──────── Given data

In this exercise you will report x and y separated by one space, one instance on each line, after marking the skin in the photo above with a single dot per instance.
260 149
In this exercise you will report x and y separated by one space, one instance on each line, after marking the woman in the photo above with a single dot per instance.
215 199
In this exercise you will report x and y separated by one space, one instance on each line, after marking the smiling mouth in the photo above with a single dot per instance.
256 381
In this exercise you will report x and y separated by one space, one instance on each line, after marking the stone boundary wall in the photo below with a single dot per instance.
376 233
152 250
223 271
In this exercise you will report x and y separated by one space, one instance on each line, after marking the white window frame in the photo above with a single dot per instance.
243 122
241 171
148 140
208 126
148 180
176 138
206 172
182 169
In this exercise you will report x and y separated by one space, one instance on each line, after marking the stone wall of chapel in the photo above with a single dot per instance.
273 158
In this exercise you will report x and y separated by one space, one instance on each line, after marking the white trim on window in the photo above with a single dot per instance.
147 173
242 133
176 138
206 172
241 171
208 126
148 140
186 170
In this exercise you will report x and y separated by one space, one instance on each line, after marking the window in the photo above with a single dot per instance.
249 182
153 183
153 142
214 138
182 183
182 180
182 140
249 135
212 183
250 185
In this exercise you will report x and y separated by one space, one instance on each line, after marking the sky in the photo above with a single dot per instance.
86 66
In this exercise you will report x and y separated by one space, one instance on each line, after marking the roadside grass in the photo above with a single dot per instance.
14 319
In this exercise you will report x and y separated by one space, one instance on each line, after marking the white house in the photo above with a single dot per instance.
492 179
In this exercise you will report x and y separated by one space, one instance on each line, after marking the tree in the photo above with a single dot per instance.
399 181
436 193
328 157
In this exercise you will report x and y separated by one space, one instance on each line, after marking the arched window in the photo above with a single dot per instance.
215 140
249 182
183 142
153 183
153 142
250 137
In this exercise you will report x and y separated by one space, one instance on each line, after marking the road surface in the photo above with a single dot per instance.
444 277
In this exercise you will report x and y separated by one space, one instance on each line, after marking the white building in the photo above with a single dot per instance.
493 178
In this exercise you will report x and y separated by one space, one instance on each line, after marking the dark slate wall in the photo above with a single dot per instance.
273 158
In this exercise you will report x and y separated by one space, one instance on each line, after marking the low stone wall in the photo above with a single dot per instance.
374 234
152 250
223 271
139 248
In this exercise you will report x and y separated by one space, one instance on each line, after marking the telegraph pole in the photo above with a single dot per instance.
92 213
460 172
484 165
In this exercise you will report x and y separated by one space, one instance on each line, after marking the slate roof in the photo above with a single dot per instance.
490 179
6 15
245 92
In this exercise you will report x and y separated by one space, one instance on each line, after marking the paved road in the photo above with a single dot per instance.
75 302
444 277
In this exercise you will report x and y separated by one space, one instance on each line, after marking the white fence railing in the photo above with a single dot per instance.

────────────────

Please rewrite every line of the rows from the line with "marking the paved" up to and including the final line of the rows, shifting each coordinate in the answers by -34.

**The reply**
In this exercise you will report x and y separated by one space, one instance on each line, after marking the paved road in the photo above with a single dot per instance.
41 268
410 243
In this exercise you will report x and y separated by one space, one instance on each line, after marking the white fence railing in the photo above with a single dot per instance.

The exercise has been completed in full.